### TAREFAS SOLICITADAS
[1] No texto sobre a série Atypical, quem interpreta Elsa, a mãe de Sam?
[2] Dê continuidade ao texto sobre a série Atypical a partir do ponto em que ele termina.

### TRECHO DO TEXTO
____

Se o autismo torna as coisas um pouco mais complicadas para Sam, bem, a grande verdade é que as coisas são complicadas para todos nós, por mais “normal” que possamos parece. Bom, “normal” é um conceito bem complicado, não é verdade?

Em Atypical, Sam (interpretado pelo britânico Keir Gilchrist), cresceu cercado de amor e cuidados, sua mãe, Elsa (a ótima Jennifer Jason Leigh), se esforçou para que ele tivesse uma rotina segura, investiu em uma terapeuta especialista, Julia (Amy Okuda), e o conhece muito bem. Ou conhecia, porque, sabem como é, adolescente, aquele monstro desconhecido.

Sua irmã mais nova, Casey (Brigette Lundy-Paine), na verdade age mais como sua irmã mais velha, ajudando-o quando ele está no ambiente escolar. E o pai, Doug (Michael Rapaport), tenta imensamente encontrar o seu lugar, ajudar, ainda que muitas vezes tenha mais bom coração que eficiência e já tenha tido medo e pisado na bola antes.

Para quem acompanhou Parenthood é impossível não pensar que Atypical é a parte dois da história de Max – para quem não assistiu, Max é um menino diagnosticado com Asperger ainda bebê e ao longo da série nós o acompanhamo, e à sua família,  até a chegada a adolescência -, aquele momento em que ele já aprendeu algumas ferramentas para se encaixar no mundo e quer dar o passo seguinte.

____

### DADOS FORNECIDOS
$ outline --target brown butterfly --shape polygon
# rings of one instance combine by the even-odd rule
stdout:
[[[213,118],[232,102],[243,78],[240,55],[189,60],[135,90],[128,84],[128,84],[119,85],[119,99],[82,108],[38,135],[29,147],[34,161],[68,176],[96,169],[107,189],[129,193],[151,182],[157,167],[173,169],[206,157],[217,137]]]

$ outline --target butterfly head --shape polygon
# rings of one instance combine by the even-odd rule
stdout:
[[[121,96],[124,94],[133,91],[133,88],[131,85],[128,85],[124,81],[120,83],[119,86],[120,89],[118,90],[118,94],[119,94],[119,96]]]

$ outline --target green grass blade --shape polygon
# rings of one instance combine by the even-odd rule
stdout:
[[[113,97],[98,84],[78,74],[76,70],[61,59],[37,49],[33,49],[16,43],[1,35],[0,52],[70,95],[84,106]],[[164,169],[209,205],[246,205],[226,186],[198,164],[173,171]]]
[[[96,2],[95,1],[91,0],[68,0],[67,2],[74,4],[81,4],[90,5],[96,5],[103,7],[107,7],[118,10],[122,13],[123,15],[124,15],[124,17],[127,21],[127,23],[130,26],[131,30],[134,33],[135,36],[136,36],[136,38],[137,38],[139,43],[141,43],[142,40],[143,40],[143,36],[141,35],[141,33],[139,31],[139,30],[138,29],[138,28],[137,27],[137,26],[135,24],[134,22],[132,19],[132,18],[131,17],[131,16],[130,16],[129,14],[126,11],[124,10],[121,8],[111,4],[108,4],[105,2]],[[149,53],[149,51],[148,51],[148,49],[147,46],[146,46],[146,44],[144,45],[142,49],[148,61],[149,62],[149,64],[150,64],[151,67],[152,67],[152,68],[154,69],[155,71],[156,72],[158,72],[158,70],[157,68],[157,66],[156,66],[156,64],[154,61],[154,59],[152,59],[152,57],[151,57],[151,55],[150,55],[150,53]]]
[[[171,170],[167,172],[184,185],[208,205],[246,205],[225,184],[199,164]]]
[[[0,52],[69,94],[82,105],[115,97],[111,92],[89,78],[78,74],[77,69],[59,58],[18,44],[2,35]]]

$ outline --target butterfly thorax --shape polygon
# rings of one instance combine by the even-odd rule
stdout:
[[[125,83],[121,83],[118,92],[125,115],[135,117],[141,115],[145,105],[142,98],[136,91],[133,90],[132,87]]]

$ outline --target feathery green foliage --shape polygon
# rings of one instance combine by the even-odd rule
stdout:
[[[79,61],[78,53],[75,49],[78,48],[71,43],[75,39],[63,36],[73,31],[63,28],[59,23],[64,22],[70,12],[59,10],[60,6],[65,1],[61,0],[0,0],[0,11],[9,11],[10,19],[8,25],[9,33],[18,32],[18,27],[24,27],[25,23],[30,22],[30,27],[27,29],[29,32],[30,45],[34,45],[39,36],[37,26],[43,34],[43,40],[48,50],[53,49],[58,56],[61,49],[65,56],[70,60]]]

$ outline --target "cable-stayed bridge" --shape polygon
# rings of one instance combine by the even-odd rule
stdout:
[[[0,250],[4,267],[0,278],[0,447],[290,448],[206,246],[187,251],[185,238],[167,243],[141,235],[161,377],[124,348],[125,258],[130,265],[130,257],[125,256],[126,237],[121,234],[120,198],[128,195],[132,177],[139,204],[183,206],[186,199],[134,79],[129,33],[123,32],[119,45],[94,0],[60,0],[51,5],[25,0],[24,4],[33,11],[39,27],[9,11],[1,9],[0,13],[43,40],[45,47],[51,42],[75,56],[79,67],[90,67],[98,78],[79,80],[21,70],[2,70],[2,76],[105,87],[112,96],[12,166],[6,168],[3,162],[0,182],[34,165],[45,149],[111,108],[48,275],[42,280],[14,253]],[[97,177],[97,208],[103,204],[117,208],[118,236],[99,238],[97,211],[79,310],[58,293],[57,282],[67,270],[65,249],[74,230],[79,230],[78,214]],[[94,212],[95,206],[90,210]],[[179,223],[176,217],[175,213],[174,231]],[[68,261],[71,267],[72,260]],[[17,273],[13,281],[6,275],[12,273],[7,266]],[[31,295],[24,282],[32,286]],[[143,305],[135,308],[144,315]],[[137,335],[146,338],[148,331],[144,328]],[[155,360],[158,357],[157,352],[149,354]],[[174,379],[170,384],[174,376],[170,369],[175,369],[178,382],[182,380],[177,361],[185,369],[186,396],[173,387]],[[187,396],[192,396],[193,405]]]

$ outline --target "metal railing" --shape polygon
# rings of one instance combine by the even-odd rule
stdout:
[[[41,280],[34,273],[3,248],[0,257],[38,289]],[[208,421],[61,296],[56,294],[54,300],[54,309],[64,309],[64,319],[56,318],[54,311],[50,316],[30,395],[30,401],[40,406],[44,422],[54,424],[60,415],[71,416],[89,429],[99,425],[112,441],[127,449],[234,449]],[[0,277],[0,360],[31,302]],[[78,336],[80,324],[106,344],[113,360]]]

____

### TAREFAS RESOLVIDAS
[1] Jennifer Jason Leigh.

[2]
E esse passo seguinte é encontrar uma namorada. O roteiro acerta em colocar lado a lado o desejo de Sam e a aparição do primeiro amor de sua irmã Casey: olhados a distância poderíamos pensar que as coisas serão muito mais fáceis para Casey, afinal ela é “normal”. Pois bem, não é nem spoiler: as coisas também não são fáceis para ela também.

Casey não pensava no assunto namoro, tendo seu dia já bastante tumultuado entre treinar para conseguir uma bolsa de atletismos e sendo, como eu disse antes, a âncora de seu irmão na escola. Lidando com a incompreensão das amigas e o fato de que sua mãe está completamente pirada desde que Sam disse sexo pela primeira vez na mesa de jantar, Casey comprova que nada nunca é tão bem planejado que não possa dar errado.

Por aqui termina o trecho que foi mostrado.